> [OBJETIVO A]
Reproduzca íntegramente, sin alteración alguna, el artículo sobre el origen romano de Zaragoza.

═════ TEXTO PROPORCIONADO ═════

Artículo publicado en EL PERIÓDICO DE ARAGÓN del día 29 de enero de 2018 |
Luis Negro Marco
Un
escritor romántico del XIX, el francés Paul Gauzence, tras un viaje por España
en 1846, dejó escrito sobre Zaragoza: “Fue
la capital de un reino esforzado y animoso, célebre en Europa por sus fueros y
privilegios”. Plasmadas sus
observaciones sobre las principales ciudades de España en un libro, el erudito informador
recordaba a sus lectores galos que Zaragoza había emergido como ciudad bajo el
consulado de Augusto, sobre los robustos cimientos de la ibérica Salduie. Prueba de la reciedumbre con
que nació la ciudad, el emperador decidió enviar a ella, para que fueran sus
primeros moradores, a los veteranos de cuatro de sus legiones, consagrándola
para la posteridad con la majestad de su nombre: Cesarea Augusta. El César otorgó además a Zaragoza el título de Colonia immunis (exenta de impuestos de
guerra), y mandó edificar en ella (además del foro, teatro, puerto fluvial y
baños púbicos), sendos templos consagrados a las diosas Fortuna y Flora, y un
circo, cuyas subterráneas ruinas aún no han sido descubiertas. Asimismo, y como
ocurría en todas las ciudades romanas, el perímetro de la Zaragoza imperial
pasó a estar rodeada por una formidable muralla, aún visible en distintos
puntos de la ciudad, y protegida por fuertes instalados en sus cuatro puntos
cardinales.

═════ DATOS ═════

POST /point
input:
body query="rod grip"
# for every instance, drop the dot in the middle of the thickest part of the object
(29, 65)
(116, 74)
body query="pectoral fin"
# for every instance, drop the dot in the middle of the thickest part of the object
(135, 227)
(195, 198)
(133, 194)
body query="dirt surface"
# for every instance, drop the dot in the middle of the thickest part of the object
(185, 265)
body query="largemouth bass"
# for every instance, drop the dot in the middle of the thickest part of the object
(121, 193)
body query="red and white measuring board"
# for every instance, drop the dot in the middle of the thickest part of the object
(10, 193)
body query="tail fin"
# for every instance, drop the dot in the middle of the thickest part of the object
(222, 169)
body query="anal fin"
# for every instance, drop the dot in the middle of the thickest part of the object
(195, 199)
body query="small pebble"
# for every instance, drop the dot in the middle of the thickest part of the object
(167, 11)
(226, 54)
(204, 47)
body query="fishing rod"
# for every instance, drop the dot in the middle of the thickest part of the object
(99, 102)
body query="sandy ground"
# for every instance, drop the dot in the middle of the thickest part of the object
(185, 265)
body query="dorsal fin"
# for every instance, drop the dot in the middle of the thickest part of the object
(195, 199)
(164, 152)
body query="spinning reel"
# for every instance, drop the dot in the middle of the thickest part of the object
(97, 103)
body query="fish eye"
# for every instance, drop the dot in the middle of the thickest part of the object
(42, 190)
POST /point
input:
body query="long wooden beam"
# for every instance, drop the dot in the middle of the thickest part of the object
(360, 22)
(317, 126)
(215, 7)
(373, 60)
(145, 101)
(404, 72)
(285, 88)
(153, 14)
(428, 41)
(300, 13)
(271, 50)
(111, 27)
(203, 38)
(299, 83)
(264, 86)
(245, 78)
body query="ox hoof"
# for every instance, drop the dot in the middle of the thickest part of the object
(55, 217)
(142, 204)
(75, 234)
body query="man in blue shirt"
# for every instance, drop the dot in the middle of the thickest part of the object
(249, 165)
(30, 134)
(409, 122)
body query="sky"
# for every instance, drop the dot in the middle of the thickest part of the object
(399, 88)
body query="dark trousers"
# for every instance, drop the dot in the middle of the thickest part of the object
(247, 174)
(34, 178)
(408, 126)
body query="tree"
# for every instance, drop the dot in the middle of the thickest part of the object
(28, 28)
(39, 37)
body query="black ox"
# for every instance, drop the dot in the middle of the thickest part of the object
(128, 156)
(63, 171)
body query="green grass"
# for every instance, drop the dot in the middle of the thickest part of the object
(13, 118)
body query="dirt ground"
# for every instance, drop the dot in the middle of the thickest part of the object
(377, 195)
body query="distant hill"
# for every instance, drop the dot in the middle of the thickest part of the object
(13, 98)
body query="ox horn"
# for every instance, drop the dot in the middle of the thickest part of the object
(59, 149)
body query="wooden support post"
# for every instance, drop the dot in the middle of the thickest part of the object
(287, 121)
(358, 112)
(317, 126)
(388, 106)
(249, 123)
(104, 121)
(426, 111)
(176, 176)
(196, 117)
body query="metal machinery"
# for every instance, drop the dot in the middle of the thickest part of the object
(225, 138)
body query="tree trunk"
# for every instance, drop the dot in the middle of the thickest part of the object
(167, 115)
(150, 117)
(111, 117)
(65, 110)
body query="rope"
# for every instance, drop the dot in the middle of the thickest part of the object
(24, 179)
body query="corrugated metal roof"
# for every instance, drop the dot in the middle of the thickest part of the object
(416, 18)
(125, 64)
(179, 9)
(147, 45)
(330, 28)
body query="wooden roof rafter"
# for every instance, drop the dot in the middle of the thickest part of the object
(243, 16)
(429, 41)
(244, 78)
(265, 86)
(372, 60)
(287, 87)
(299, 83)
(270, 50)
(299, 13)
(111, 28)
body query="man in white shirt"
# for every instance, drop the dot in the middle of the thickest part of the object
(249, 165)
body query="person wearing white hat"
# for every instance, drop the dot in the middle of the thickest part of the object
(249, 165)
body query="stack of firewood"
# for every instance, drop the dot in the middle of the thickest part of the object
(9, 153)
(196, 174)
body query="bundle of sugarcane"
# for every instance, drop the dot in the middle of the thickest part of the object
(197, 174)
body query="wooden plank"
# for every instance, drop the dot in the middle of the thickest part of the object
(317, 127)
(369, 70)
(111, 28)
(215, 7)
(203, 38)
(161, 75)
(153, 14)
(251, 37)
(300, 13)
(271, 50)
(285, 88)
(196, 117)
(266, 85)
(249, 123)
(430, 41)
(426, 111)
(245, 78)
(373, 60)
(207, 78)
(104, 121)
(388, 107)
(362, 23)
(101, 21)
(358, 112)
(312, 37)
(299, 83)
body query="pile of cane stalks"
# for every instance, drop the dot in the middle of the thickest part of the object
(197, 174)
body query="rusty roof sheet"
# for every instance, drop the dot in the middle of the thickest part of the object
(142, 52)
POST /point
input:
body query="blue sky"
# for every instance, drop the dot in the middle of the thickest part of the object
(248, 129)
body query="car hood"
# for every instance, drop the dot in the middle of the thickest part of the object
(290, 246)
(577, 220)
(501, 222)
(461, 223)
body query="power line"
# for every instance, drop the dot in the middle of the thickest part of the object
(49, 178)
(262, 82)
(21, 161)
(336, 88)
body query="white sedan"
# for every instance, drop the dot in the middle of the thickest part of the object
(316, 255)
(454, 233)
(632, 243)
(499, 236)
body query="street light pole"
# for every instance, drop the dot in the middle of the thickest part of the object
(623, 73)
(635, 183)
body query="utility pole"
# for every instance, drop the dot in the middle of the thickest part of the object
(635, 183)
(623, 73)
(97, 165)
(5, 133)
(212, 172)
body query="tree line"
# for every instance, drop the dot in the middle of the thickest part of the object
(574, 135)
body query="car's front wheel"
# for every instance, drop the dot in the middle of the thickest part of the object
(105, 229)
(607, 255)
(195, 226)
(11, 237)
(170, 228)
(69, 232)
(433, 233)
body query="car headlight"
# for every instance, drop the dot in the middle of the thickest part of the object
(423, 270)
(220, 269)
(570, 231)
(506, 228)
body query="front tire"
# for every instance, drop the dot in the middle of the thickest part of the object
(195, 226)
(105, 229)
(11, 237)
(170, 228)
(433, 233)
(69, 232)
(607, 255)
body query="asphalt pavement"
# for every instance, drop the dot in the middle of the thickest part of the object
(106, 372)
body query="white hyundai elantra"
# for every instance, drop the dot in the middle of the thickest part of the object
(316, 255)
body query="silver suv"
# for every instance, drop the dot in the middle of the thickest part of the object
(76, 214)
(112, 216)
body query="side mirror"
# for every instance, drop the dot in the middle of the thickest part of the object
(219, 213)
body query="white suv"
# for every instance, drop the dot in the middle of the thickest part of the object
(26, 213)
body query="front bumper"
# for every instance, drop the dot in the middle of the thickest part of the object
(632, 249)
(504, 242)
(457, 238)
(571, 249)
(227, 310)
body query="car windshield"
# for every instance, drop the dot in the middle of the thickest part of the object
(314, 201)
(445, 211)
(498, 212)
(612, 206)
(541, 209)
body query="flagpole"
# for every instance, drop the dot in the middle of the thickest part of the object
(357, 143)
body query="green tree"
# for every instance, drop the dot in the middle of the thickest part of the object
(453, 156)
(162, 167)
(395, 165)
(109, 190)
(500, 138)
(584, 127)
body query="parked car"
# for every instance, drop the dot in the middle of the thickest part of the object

═════

> [OBJETIVO B]
Localice en los registros cada línea que contenga la palabra "metal" y cópiela.

> [RESPUESTA COMPLETA A]
Artículo publicado en EL PERIÓDICO DE ARAGÓN del día 29 de enero de 2018 |
Luis Negro Marco
Un
escritor romántico del XIX, el francés Paul Gauzence, tras un viaje por España
en 1846, dejó escrito sobre Zaragoza: “Fue
la capital de un reino esforzado y animoso, célebre en Europa por sus fueros y
privilegios”. Plasmadas sus
observaciones sobre las principales ciudades de España en un libro, el erudito informador
recordaba a sus lectores galos que Zaragoza había emergido como ciudad bajo el
consulado de Augusto, sobre los robustos cimientos de la ibérica Salduie. Prueba de la reciedumbre con
que nació la ciudad, el emperador decidió enviar a ella, para que fueran sus
primeros moradores, a los veteranos de cuatro de sus legiones, consagrándola
para la posteridad con la majestad de su nombre: Cesarea Augusta. El César otorgó además a Zaragoza el título de Colonia immunis (exenta de impuestos de
guerra), y mandó edificar en ella (además del foro, teatro, puerto fluvial y
baños púbicos), sendos templos consagrados a las diosas Fortuna y Flora, y un
circo, cuyas subterráneas ruinas aún no han sido descubiertas. Asimismo, y como
ocurría en todas las ciudades romanas, el perímetro de la Zaragoza imperial
pasó a estar rodeada por una formidable muralla, aún visible en distintos
puntos de la ciudad, y protegida por fuertes instalados en sus cuatro puntos
cardinales.

> [RESPUESTA COMPLETA B]
body query="metal machinery"
body query="corrugated metal roof"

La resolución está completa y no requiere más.